# Data supplied:
------------------------------------

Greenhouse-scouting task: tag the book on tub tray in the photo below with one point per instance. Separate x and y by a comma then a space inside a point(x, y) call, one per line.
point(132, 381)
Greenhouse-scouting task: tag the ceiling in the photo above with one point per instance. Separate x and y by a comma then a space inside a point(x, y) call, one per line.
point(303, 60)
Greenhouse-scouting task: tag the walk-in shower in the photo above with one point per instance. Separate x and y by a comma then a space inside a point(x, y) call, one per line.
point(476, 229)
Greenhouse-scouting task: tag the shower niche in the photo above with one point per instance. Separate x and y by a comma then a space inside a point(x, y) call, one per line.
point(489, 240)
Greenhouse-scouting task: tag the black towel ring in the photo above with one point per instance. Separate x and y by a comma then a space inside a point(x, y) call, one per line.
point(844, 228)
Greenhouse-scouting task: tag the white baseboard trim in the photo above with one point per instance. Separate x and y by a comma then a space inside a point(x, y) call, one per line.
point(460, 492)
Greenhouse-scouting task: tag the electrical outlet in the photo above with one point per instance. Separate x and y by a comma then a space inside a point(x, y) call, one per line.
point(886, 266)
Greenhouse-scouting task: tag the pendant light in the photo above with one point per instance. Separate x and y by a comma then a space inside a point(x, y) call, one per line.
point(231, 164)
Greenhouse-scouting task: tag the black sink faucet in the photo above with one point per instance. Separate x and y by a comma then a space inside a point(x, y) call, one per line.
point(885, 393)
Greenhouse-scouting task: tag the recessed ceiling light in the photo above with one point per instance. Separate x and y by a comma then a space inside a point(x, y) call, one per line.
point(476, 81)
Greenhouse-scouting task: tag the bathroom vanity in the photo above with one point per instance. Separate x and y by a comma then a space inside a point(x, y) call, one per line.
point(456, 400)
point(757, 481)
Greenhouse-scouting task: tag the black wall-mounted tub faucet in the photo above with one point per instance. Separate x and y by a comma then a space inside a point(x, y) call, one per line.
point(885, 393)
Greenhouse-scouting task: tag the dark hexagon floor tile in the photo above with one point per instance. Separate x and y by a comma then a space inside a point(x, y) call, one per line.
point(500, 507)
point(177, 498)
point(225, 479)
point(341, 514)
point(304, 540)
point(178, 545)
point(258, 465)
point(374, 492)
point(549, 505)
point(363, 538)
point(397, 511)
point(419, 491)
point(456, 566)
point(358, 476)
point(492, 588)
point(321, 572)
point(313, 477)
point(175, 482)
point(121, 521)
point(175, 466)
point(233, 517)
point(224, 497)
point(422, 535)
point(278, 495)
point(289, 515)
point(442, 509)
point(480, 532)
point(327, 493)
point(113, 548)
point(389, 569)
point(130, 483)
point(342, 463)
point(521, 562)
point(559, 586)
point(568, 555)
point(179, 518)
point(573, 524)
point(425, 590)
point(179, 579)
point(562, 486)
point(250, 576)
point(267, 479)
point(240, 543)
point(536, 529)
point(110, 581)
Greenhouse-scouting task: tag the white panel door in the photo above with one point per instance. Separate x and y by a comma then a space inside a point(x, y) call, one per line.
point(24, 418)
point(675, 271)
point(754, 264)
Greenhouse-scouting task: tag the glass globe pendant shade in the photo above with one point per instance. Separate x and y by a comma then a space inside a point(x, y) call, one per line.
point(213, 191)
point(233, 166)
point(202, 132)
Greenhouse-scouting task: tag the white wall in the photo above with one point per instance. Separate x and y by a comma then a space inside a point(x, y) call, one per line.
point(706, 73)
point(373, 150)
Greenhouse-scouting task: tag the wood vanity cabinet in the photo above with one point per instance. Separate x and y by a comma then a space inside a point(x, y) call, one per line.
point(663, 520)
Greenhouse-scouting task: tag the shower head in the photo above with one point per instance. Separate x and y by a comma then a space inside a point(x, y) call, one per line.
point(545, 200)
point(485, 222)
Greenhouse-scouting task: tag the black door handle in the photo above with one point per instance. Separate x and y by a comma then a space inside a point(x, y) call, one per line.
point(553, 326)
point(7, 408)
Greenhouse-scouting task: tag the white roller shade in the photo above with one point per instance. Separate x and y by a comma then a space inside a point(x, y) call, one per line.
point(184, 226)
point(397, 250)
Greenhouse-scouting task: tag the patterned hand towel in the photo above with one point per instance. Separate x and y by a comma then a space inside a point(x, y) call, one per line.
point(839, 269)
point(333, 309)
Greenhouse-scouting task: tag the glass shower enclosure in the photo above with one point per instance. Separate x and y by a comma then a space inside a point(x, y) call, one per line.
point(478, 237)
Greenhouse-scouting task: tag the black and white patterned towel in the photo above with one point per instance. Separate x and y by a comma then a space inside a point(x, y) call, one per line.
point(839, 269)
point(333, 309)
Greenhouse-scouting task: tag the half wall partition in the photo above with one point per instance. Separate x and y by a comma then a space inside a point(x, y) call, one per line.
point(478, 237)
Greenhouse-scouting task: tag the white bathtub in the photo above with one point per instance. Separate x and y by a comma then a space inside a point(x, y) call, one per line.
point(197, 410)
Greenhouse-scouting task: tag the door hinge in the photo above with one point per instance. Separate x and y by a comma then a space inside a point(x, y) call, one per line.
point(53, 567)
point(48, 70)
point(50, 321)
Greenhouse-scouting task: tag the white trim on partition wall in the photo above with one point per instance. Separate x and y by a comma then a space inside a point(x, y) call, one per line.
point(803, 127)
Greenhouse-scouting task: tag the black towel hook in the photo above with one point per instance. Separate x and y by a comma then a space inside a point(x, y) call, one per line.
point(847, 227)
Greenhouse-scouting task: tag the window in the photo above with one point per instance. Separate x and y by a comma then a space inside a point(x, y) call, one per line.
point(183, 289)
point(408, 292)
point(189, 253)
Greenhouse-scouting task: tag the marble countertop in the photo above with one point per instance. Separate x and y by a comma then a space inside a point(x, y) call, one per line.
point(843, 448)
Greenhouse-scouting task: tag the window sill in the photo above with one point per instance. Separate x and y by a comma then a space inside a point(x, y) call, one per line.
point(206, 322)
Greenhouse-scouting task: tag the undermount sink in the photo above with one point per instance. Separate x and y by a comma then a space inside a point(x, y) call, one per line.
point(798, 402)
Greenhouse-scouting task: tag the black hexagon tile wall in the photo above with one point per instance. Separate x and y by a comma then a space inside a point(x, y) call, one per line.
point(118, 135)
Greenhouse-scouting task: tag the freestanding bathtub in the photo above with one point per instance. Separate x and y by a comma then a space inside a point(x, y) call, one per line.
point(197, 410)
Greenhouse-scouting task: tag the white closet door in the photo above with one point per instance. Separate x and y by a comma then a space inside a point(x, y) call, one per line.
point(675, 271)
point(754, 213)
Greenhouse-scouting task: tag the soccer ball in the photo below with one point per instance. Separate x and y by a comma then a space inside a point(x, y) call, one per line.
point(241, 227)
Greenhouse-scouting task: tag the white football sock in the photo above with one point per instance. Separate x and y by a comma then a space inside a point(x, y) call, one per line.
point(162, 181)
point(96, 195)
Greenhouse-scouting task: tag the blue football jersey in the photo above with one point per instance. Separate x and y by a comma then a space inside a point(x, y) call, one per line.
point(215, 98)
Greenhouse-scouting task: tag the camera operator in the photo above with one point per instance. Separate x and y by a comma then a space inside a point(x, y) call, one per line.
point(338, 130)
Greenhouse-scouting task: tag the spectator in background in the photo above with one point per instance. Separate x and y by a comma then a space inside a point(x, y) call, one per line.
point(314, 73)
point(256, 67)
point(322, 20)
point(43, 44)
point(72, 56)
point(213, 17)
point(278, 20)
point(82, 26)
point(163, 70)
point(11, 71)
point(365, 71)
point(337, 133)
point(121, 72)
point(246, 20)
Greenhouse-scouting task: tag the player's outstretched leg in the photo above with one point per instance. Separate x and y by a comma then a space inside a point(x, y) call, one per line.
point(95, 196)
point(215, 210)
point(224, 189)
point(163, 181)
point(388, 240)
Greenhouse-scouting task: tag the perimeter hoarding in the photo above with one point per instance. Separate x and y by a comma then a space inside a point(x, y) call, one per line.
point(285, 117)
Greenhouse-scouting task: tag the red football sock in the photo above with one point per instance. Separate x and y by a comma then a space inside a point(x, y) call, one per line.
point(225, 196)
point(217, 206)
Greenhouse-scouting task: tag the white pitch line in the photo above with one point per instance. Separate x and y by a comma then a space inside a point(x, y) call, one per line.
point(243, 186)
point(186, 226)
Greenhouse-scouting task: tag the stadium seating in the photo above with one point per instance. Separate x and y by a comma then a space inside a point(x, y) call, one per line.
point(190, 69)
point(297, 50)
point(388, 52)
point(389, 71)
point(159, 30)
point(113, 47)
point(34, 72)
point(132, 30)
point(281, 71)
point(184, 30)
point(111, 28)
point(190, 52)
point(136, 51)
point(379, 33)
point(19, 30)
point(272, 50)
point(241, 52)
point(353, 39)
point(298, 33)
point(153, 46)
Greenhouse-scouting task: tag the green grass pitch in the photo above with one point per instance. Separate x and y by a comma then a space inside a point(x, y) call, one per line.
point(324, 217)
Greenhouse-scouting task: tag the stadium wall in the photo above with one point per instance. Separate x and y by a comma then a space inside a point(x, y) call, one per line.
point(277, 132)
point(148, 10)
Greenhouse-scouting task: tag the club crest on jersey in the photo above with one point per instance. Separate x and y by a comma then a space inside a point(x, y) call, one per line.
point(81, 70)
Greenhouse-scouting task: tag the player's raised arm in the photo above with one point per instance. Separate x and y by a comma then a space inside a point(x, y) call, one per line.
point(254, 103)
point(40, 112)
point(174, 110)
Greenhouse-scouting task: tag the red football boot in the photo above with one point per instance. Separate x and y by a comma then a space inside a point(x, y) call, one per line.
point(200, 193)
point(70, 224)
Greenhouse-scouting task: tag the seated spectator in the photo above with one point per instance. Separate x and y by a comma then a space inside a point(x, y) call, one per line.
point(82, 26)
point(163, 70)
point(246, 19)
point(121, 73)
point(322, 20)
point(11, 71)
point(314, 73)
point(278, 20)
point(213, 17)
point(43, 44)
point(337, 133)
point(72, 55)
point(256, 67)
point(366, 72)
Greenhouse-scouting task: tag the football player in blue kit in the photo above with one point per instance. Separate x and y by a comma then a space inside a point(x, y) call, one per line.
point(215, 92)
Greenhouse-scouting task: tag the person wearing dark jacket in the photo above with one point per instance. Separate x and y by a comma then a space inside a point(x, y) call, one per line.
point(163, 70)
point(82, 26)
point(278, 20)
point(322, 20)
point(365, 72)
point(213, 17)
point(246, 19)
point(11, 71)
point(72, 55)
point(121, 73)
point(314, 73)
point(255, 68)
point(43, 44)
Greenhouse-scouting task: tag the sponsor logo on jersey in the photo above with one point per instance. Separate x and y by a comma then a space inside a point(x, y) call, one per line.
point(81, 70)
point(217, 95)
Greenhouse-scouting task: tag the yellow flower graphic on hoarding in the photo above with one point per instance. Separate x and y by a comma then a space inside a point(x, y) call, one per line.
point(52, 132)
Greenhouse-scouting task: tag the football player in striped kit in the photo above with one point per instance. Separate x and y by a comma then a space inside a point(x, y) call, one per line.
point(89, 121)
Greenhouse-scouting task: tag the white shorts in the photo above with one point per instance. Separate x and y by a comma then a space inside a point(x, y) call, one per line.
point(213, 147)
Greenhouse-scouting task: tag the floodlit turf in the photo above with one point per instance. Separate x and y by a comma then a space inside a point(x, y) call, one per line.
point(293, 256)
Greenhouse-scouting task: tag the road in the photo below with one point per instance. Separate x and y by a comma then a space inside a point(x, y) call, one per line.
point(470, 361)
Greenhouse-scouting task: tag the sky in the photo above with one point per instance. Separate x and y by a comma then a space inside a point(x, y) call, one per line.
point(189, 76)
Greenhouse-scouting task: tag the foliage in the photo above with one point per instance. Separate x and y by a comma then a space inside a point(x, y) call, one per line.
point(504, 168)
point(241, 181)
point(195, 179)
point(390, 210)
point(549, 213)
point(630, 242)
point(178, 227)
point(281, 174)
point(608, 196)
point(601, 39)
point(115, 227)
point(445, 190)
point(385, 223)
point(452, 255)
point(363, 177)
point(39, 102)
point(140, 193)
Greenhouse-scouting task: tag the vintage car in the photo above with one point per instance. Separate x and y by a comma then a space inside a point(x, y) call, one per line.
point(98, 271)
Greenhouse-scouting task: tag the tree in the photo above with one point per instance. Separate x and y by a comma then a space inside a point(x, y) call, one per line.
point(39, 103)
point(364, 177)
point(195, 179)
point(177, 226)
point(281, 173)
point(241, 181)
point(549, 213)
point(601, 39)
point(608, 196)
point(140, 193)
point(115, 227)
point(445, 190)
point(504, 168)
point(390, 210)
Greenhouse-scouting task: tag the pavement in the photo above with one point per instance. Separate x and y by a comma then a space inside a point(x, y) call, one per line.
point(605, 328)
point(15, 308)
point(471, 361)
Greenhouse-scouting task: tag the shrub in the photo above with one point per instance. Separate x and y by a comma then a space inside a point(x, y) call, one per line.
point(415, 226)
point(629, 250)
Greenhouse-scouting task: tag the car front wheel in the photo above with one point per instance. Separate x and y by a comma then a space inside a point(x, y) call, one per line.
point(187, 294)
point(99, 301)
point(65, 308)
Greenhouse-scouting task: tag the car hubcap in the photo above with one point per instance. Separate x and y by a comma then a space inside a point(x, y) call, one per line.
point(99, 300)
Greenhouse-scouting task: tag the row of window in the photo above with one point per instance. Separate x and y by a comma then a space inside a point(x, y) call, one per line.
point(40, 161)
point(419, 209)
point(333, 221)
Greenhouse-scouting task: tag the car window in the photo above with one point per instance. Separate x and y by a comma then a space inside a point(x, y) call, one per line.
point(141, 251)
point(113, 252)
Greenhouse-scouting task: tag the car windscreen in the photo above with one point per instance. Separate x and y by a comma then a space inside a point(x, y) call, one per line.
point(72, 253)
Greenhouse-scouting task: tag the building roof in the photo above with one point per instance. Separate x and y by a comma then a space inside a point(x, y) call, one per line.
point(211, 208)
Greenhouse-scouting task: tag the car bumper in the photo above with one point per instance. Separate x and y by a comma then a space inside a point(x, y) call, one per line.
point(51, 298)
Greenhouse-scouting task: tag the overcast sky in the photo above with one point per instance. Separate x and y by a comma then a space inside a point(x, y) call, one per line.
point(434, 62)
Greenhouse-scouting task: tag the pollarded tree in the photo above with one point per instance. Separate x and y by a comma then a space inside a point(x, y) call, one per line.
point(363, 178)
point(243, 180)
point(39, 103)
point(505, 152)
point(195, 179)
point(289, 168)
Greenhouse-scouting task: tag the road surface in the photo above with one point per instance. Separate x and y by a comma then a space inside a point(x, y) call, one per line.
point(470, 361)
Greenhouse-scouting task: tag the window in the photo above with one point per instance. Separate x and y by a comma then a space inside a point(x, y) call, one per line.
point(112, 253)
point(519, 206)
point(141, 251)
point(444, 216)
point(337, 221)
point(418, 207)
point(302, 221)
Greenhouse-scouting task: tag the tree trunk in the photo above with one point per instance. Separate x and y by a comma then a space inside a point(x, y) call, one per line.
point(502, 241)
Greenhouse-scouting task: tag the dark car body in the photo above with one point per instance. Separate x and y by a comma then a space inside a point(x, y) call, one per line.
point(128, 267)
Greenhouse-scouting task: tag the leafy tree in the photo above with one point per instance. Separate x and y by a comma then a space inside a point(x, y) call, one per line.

------------------------------------

# Exercise prompt:
Repeat everything in the material above from the start down to the line that contains "point(757, 481)", with both ends included.

# Full solution:
Greenhouse-scouting task: tag the book on tub tray in the photo below with one point per instance. Separate x and y by a comma then a space inside a point(x, y) call, one per line.
point(132, 381)
Greenhouse-scouting task: tag the ceiling in the photo above with one point per instance. Separate x and y by a comma then a space inside a point(x, y) call, one per line.
point(303, 60)
Greenhouse-scouting task: tag the walk-in shower in the photo above with one point per instance. Separate x and y by a comma then a space inside a point(x, y) call, one per line.
point(476, 229)
Greenhouse-scouting task: tag the shower niche in the photo above with one point per instance. Separate x and y by a comma then a space inside a point(x, y) call, one per line.
point(489, 240)
Greenhouse-scouting task: tag the black towel ring in the photo above with one point per instance. Separate x and y by a comma then a space inside a point(x, y) call, one per line.
point(844, 228)
Greenhouse-scouting task: tag the white baseboard trim in the photo above with one point per instance. Separate x and y by a comma then a space inside a point(x, y) call, one per line.
point(460, 492)
Greenhouse-scouting task: tag the electrical outlet in the photo above with one point per instance. Separate x and y by a comma then a space inside a point(x, y) call, one per line.
point(886, 266)
Greenhouse-scouting task: tag the pendant light in the photo above with one point per instance. Separate x and y by a comma then a space inside a point(x, y) call, one per line.
point(231, 164)
Greenhouse-scouting task: tag the black sink faucet in the photo above with one point per instance. Separate x and y by a comma then a space inside a point(x, y) call, one per line.
point(885, 393)
Greenhouse-scouting task: tag the recessed ceiling light in the photo above with one point per instance. Separate x and y by a comma then a space inside a point(x, y) call, one per line.
point(476, 81)
Greenhouse-scouting task: tag the bathroom vanity in the photo above with one point per instance. Separate x and y by a comma then a space inside a point(x, y) call, one per line.
point(456, 400)
point(757, 481)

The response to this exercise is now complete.